[Collected data]

——————

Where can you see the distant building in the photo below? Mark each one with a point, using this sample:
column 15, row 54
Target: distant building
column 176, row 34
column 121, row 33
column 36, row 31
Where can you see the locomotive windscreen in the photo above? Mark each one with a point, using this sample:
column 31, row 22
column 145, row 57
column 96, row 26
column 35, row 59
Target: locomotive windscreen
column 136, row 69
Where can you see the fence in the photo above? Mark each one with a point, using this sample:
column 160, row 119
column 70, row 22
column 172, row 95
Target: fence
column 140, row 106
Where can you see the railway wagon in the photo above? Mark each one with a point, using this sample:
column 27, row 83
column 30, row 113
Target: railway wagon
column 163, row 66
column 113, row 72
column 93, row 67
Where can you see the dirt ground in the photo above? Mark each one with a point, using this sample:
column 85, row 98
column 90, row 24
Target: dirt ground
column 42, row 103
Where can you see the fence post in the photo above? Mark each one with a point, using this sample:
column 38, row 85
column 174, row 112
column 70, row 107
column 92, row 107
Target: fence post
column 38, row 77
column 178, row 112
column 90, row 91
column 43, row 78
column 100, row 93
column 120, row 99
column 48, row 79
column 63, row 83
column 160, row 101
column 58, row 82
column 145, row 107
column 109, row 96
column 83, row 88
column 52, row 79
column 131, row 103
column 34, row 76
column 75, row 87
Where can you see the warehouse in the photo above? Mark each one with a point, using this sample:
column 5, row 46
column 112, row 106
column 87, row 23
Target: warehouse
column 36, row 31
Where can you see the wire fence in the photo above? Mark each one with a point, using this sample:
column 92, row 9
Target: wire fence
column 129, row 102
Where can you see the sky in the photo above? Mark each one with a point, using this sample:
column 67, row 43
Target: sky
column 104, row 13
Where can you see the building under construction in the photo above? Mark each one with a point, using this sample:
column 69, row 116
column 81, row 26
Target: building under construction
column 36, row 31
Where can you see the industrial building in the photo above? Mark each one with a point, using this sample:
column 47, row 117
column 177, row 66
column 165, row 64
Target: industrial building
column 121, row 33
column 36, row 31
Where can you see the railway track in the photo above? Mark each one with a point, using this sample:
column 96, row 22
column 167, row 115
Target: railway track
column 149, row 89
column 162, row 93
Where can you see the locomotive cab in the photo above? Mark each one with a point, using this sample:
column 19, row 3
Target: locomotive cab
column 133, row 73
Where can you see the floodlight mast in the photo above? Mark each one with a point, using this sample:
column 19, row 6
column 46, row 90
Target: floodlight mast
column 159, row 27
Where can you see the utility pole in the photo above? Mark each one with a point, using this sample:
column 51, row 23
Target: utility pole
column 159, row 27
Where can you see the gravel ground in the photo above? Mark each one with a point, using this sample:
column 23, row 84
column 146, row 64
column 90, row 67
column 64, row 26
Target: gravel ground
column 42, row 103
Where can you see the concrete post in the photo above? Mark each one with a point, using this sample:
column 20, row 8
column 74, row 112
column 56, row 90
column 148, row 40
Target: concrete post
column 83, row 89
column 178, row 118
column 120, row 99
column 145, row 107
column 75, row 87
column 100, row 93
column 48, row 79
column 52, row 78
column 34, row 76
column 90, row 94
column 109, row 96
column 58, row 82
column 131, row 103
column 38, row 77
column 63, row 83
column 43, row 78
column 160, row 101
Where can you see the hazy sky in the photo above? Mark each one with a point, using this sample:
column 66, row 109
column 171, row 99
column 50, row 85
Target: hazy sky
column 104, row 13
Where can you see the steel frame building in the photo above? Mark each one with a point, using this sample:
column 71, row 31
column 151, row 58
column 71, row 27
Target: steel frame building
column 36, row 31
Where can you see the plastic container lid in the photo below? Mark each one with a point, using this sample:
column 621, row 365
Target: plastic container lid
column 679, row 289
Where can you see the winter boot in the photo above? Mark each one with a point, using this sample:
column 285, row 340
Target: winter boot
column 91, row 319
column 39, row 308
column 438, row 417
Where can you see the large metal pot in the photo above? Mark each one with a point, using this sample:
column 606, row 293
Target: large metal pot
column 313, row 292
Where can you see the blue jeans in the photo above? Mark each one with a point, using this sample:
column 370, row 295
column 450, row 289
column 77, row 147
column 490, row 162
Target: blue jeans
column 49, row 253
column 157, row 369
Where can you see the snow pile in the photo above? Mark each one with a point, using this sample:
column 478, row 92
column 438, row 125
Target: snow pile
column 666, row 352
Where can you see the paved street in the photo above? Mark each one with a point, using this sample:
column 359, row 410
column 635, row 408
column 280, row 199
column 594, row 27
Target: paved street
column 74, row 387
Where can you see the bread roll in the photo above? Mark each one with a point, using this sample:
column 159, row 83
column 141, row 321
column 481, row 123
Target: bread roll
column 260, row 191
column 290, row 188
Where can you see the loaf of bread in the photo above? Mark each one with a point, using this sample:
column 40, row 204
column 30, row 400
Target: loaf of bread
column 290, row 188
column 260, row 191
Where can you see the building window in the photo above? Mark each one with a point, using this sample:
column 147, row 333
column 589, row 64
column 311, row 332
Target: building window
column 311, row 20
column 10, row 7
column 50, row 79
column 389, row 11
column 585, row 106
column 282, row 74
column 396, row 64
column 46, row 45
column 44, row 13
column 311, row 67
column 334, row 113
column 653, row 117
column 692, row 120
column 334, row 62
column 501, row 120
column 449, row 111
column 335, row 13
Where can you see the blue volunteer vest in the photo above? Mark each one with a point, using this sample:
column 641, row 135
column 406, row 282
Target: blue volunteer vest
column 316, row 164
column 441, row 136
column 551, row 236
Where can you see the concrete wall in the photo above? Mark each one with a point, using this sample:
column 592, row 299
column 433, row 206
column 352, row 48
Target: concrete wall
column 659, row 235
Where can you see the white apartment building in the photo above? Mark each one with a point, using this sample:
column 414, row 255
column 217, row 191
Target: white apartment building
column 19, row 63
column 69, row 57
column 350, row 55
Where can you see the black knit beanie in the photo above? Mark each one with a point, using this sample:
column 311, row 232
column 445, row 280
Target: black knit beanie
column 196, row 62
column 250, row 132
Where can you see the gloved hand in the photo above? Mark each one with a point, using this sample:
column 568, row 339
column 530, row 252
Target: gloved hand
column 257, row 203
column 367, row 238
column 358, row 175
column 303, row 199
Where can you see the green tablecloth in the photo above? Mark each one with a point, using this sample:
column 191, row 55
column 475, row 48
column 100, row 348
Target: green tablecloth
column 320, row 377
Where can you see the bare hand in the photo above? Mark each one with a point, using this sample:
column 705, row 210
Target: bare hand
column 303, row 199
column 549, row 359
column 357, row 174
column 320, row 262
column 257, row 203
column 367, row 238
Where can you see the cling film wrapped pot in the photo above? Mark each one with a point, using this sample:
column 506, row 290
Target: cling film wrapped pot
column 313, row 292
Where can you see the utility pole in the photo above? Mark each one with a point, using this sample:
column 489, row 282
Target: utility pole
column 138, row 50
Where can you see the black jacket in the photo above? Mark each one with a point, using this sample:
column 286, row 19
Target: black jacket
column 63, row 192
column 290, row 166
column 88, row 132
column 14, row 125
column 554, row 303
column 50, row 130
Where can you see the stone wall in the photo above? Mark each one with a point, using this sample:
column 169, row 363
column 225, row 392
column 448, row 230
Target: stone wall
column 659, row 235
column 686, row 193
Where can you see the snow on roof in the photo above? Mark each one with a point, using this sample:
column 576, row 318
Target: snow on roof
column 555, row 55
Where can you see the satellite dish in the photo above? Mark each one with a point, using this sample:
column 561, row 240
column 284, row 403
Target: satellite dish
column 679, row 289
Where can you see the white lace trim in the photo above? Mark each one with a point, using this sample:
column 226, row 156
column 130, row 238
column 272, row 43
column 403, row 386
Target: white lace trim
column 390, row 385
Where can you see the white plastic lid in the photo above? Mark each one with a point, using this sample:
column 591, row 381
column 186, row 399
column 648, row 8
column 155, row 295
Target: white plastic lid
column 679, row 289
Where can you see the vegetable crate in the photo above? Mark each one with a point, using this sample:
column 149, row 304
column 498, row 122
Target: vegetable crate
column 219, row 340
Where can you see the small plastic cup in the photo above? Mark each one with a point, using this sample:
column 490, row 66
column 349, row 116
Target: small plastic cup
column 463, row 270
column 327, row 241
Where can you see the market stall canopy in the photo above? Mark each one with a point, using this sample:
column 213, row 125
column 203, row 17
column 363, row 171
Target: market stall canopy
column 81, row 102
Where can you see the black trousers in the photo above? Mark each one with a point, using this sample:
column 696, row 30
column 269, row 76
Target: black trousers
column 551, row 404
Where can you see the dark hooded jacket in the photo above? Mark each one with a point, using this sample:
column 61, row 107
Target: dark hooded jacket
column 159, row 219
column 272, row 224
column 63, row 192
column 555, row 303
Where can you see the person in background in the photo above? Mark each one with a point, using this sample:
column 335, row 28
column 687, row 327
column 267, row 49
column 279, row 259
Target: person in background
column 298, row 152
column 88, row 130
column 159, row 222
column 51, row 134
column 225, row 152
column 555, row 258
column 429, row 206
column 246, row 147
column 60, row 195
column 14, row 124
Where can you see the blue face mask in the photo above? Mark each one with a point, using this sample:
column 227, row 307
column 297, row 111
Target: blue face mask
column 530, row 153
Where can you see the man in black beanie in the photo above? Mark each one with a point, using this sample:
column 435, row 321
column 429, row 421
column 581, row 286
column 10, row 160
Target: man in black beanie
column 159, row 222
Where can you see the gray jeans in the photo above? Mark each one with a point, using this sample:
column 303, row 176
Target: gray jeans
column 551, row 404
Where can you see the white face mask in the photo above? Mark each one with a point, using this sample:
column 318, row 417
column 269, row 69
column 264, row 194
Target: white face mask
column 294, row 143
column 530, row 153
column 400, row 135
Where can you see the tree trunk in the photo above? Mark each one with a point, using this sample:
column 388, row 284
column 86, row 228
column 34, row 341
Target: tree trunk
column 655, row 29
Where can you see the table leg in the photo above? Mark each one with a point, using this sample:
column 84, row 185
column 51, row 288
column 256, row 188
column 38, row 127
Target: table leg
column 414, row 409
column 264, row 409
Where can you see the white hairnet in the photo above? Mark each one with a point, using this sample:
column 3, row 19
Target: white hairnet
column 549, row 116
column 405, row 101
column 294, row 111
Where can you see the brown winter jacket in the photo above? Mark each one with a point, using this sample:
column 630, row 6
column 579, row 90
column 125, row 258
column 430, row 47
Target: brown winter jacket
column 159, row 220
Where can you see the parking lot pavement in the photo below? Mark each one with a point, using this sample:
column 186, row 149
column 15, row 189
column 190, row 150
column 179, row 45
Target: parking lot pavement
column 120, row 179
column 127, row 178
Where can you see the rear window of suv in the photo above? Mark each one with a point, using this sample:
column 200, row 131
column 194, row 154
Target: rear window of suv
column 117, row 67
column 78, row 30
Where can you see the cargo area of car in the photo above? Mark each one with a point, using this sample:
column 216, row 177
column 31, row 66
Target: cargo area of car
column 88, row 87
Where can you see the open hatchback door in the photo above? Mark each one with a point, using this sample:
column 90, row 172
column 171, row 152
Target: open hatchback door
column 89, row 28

——————

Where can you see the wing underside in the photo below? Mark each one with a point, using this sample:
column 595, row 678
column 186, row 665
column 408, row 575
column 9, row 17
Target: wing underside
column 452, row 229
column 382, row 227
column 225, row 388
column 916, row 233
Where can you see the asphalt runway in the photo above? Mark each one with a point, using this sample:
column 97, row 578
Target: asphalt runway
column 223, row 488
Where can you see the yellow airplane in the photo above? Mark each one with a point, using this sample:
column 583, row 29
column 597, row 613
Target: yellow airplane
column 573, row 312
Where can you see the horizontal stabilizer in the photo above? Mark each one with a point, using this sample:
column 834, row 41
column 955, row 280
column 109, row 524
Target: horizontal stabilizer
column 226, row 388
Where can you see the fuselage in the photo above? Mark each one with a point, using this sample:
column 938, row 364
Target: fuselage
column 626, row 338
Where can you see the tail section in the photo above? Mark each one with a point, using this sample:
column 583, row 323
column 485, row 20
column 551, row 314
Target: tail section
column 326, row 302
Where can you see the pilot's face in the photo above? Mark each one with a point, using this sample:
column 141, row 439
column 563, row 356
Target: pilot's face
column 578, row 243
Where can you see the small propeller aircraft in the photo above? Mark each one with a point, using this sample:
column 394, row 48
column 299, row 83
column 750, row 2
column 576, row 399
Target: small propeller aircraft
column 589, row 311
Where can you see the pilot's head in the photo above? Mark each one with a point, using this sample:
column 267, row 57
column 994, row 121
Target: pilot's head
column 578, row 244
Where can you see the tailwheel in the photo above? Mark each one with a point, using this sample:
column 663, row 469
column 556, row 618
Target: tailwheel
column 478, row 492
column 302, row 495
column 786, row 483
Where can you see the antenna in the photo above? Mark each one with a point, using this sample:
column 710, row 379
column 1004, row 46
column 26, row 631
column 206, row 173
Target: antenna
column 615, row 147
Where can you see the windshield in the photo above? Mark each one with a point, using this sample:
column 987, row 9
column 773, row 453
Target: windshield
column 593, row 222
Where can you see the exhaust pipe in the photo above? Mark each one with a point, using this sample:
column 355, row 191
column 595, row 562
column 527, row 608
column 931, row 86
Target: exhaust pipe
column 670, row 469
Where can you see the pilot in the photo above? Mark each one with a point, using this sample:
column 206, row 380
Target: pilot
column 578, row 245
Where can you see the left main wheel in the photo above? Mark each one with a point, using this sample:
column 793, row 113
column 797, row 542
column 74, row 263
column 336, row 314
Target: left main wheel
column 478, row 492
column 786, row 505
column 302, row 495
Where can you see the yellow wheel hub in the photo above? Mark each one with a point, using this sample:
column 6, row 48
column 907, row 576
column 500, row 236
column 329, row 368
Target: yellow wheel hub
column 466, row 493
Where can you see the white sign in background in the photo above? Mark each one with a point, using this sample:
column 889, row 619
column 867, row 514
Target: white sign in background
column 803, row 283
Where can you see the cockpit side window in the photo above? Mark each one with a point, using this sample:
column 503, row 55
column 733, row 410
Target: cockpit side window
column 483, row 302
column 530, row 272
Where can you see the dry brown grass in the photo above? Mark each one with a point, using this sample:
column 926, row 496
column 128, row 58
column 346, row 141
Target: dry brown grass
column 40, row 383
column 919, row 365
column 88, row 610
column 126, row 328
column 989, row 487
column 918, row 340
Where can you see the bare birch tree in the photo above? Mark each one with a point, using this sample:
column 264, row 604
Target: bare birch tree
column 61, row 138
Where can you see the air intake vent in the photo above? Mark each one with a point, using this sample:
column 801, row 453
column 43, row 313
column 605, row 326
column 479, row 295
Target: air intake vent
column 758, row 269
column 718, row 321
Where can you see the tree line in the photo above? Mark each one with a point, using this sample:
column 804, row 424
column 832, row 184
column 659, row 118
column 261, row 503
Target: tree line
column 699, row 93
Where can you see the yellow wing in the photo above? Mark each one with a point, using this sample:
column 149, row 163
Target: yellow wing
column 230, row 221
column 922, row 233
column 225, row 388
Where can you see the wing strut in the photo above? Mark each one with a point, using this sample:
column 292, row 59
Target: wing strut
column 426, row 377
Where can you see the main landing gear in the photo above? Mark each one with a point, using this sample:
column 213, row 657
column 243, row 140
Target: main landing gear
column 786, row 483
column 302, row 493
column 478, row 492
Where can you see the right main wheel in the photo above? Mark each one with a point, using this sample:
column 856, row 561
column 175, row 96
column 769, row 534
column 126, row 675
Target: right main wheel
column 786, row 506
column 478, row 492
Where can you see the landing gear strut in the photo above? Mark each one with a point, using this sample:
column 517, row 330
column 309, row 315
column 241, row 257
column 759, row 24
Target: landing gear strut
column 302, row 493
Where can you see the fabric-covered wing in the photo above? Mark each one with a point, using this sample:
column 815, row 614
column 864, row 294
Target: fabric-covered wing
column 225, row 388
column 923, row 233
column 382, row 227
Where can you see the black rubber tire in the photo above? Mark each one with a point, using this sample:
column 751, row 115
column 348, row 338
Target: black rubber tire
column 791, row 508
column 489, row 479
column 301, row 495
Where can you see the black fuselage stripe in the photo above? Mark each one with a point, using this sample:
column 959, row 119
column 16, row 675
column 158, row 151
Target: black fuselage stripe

——————

▶ **Problem statement**
Can you reproduce, word for word, the lines starting with the one that contains "Where can you see the table" and ending with the one that contains "column 294, row 111", including both of those lines?

▶ **Response below**
Where can you see the table leg in the photo above? Mark each one with a point, using this sample:
column 84, row 185
column 51, row 288
column 256, row 188
column 38, row 127
Target: table leg
column 414, row 409
column 264, row 409
Where can you see the white hairnet in the photo above? Mark each one with a point, using this sample:
column 3, row 19
Target: white hairnet
column 549, row 116
column 405, row 101
column 294, row 111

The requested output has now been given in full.